▶ Activity
Reproduce only what lies between the first line of the material below and the line containing "positive clicks: (82, 586) (91, 582)", with both of those lines included and every line kept exact.

========

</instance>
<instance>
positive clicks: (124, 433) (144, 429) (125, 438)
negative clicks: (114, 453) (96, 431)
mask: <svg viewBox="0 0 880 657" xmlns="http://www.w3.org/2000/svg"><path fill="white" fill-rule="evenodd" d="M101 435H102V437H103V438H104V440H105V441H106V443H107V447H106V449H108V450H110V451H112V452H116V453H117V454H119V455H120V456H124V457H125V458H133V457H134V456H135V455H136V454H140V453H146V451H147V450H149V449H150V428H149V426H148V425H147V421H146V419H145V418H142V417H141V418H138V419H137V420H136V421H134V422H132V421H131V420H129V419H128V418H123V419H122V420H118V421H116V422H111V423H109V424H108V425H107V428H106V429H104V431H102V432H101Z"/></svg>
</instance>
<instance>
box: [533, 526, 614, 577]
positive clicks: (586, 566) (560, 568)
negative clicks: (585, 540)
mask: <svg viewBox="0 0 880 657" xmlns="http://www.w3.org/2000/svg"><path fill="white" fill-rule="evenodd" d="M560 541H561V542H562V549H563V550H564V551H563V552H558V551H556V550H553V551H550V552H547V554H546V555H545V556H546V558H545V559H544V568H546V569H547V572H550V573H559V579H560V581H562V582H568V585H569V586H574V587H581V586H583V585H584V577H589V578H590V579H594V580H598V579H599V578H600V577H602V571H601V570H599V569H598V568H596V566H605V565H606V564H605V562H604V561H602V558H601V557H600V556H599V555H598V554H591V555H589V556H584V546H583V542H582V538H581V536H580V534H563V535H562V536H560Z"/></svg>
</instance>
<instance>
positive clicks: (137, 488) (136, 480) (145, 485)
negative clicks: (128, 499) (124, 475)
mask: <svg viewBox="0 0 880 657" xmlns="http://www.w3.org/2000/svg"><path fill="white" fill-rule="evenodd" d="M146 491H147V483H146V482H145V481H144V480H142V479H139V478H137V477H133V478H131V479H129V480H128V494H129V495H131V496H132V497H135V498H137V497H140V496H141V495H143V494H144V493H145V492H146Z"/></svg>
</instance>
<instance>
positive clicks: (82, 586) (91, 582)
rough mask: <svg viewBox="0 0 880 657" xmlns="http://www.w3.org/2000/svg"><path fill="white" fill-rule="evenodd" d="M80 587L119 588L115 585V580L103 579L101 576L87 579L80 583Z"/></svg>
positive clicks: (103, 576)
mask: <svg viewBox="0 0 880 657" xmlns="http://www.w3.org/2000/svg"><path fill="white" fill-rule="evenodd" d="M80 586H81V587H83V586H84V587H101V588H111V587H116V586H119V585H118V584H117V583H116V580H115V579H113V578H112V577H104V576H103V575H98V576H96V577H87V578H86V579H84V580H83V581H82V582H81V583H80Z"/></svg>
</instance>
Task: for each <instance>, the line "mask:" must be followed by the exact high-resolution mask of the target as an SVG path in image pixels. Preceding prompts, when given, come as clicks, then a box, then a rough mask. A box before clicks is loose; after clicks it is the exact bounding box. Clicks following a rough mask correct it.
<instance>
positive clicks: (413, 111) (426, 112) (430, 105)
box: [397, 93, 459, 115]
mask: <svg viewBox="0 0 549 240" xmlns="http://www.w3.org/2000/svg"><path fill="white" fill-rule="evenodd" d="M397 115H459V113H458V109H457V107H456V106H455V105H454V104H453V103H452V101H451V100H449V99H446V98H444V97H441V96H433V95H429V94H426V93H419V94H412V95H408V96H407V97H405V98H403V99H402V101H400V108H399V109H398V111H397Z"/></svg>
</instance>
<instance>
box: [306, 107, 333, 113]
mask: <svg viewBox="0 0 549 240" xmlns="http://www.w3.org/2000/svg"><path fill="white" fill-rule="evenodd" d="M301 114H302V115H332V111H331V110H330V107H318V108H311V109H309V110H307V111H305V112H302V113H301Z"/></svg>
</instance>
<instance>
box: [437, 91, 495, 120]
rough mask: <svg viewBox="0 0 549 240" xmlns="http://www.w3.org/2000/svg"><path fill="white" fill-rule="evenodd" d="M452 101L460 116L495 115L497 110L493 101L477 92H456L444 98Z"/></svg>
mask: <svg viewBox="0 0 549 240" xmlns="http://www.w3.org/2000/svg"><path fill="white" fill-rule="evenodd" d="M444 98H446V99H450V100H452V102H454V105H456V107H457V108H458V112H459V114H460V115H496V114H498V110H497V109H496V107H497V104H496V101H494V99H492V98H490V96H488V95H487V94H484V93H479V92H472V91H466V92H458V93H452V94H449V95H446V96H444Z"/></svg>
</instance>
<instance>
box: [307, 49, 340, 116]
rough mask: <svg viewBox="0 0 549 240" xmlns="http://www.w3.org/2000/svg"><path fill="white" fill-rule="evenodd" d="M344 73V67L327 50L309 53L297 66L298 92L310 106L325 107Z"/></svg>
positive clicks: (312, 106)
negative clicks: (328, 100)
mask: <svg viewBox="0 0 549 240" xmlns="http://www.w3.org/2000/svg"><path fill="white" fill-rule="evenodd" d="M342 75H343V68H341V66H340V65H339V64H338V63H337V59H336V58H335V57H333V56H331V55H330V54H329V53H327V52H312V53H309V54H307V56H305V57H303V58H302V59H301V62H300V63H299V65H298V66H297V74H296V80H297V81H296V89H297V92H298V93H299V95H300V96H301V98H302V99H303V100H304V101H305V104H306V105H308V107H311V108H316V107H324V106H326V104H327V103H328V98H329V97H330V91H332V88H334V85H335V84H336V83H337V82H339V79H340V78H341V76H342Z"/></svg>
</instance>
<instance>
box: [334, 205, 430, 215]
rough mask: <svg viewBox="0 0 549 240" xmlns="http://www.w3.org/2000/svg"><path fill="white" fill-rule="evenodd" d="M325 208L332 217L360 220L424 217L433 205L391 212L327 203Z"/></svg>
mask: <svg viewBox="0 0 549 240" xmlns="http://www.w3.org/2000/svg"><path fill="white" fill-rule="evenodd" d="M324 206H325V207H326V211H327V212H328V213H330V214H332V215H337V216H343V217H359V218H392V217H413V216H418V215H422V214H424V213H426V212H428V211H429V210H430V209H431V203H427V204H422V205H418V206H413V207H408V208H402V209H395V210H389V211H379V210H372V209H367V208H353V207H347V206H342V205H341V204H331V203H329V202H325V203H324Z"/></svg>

========

▶ Worked solution
</instance>
<instance>
positive clicks: (124, 433) (144, 429) (125, 438)
negative clicks: (114, 453) (96, 431)
mask: <svg viewBox="0 0 880 657" xmlns="http://www.w3.org/2000/svg"><path fill="white" fill-rule="evenodd" d="M101 435H102V437H103V438H104V440H105V441H106V443H107V447H106V449H108V450H110V451H112V452H116V453H117V454H119V455H120V456H124V457H125V458H133V457H134V456H135V455H136V454H140V453H146V451H147V450H149V449H150V428H149V426H148V425H147V421H146V419H145V418H142V417H141V418H138V419H137V420H136V421H134V422H132V421H131V420H129V419H128V418H123V419H122V420H118V421H116V422H111V423H109V424H108V425H107V428H106V429H104V431H102V432H101Z"/></svg>
</instance>
<instance>
box: [533, 526, 614, 577]
positive clicks: (586, 566) (560, 568)
negative clicks: (585, 540)
mask: <svg viewBox="0 0 880 657" xmlns="http://www.w3.org/2000/svg"><path fill="white" fill-rule="evenodd" d="M560 541H561V542H562V549H563V550H564V551H563V552H558V551H556V550H553V551H550V552H547V554H546V555H545V556H546V558H545V559H544V568H546V569H547V572H550V573H559V579H560V581H562V582H568V585H569V586H574V587H581V586H583V585H584V577H589V578H590V579H594V580H598V579H599V578H600V577H602V571H601V570H599V569H598V568H596V566H605V565H606V564H605V562H604V561H602V558H601V557H600V556H599V555H598V554H591V555H589V556H584V546H583V542H582V538H581V536H580V534H563V535H562V536H560Z"/></svg>
</instance>
<instance>
positive clicks: (137, 488) (136, 480) (145, 485)
negative clicks: (128, 499) (124, 475)
mask: <svg viewBox="0 0 880 657" xmlns="http://www.w3.org/2000/svg"><path fill="white" fill-rule="evenodd" d="M146 491H147V483H146V482H145V481H144V480H142V479H139V478H137V477H133V478H131V479H129V480H128V494H129V495H131V496H132V497H135V498H137V497H140V496H141V495H143V494H144V493H145V492H146Z"/></svg>
</instance>
<instance>
positive clicks: (82, 586) (91, 582)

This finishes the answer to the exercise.